TRY IT
Output the listing below, keeping each line exactly as it stands.

----------

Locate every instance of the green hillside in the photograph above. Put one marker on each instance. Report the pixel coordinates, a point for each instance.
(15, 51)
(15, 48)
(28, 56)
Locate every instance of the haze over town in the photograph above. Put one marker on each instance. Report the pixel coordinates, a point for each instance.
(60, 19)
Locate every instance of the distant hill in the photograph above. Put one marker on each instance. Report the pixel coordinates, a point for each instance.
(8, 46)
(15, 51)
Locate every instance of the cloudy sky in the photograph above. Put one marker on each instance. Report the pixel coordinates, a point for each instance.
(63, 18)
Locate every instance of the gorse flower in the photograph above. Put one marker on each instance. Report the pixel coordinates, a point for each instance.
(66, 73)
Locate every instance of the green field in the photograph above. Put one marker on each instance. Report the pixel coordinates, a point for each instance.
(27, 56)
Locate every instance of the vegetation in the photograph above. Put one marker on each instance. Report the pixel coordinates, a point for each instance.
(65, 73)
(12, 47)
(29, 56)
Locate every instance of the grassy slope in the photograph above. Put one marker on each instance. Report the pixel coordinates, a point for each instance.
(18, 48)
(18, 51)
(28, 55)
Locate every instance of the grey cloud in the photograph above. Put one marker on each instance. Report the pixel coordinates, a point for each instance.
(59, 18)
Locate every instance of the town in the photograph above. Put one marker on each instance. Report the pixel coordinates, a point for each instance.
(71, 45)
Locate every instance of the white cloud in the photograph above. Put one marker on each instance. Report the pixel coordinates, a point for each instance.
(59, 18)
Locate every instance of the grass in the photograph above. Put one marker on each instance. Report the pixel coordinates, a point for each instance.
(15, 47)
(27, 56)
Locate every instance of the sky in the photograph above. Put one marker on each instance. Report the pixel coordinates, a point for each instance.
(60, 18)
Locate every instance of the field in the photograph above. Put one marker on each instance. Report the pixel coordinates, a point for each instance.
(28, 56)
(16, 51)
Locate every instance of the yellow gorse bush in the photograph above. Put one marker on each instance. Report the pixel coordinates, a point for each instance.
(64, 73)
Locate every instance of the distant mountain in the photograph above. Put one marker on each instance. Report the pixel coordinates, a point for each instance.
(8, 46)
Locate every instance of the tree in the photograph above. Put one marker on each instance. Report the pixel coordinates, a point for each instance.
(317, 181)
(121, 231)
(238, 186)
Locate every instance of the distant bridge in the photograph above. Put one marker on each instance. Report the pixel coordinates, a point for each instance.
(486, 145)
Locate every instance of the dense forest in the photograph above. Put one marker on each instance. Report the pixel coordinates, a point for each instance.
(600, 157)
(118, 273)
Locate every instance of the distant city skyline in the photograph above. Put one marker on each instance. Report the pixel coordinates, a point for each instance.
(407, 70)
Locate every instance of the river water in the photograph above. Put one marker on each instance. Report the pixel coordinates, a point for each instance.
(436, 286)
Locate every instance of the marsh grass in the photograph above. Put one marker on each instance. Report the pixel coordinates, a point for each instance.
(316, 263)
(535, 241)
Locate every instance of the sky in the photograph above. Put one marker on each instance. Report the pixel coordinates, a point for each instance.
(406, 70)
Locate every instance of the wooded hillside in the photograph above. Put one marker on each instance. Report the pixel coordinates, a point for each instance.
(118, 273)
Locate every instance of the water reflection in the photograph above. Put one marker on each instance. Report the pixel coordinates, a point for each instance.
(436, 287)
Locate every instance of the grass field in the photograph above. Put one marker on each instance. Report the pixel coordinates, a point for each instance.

----------

PROBLEM SOLUTION
Locate every instance of the green hillside in the photograph above. Put one marker on each instance. Report the pixel coordinates, a point for each instance.
(15, 51)
(15, 48)
(28, 56)
Locate every instance of the haze over town in the photograph above. Put one marker on each instance. Report the pixel coordinates, a point for each instance.
(60, 19)
Locate every instance of the distant hill in the photograph above. Put one marker on each instance. Report the pixel coordinates, a point for each instance.
(8, 46)
(15, 51)
Locate every instance of the cloudy sky in the photograph above. Put one marker on each instance. Report the pixel coordinates, a point for each instance.
(63, 18)
Locate every instance of the gorse flower in the photograph above. Put one marker on each instance. Report the pixel coordinates, a point for each instance.
(66, 73)
Locate every instance of the green field in the photograph above. Put one marker on each instance. Report the pixel coordinates, a point for each instance.
(27, 56)
Locate every instance of the vegetation in the photograph above. Put one marker on each instance. Report the pixel coordinates, a point for each instance.
(65, 73)
(12, 47)
(29, 56)
Locate every instance of the grassy slope in the photograph above. Put one marker on each instance. Report the pixel coordinates, a point for each instance.
(18, 48)
(18, 51)
(28, 55)
Locate every instance of the grey cloud in the photograph above. Put one marker on each instance. Report the pixel coordinates, a point for each instance.
(59, 18)
Locate every instance of the town in the photograph above. Put one marker on each instance. Report the pixel coordinates, a point for each instance.
(71, 45)
Locate every instance of the white cloud in the photograph above. Put one marker on each instance. Report the pixel coordinates, a point for each instance.
(59, 18)
Locate every instance of the grass in the photograph above. Put one marker on each instance. Report the pixel coordinates, a point for each instance.
(15, 47)
(27, 56)
Locate every instance of the sky in the photograph above. Put one marker on each instance. Report the pixel coordinates, a point for each instance.
(60, 18)
Locate every instance of the field in the photograph above. Put one marker on each instance. Report the pixel coordinates, a point for each instance.
(28, 56)
(16, 51)
Locate every instance of the yellow gorse bush in the photograph above. Put one marker on each instance. Report the pixel coordinates, a point for each instance.
(64, 73)
Locate every instance of the distant mountain in the photograph above. Put one marker on each instance. Report the pixel coordinates, a point for each instance.
(8, 46)
Locate every instance of the tree in the photograph above. Put one marker on each instance. Report the pixel coordinates, a point for each instance.
(317, 181)
(121, 231)
(238, 186)
Locate every instance of the distant bridge in the photograph above. Put one marker on each instance. Report the pixel coordinates, a point for each instance.
(486, 145)
Locate every instance of the dense forest in the photograph above. Put one marker on each instance. Report the pixel coordinates, a point for each instance.
(600, 157)
(118, 273)
Locate every instance of the distant city skyline in the photograph above. Put one marker on each instance. Report the pixel coordinates, a point for each instance.
(407, 70)
Locate every instance of the river water in the photograph above. Put one marker on each instance. Report the pixel coordinates, a point for each instance.
(436, 286)
Locate every instance of the marsh grass in the photograph above. Put one marker on each instance. Report the pixel coordinates, a point for each instance.
(316, 263)
(535, 241)
Locate every instance of the sky in the photograph above. Put one marker on each instance. Report the pixel coordinates, a point for each instance.
(406, 70)
Locate every instance of the wooded hillside in the photograph above. Put one marker on each instance. Report the pixel coordinates, a point for each instance.
(118, 273)
Locate every instance of the water reflection in the photograph above. Put one marker on each instance. Report the pixel coordinates, a point for each instance.
(436, 287)
Locate every instance of the grass field in the photograph above. Put one marker on each instance. Report the pixel coordinates, a point for each instance.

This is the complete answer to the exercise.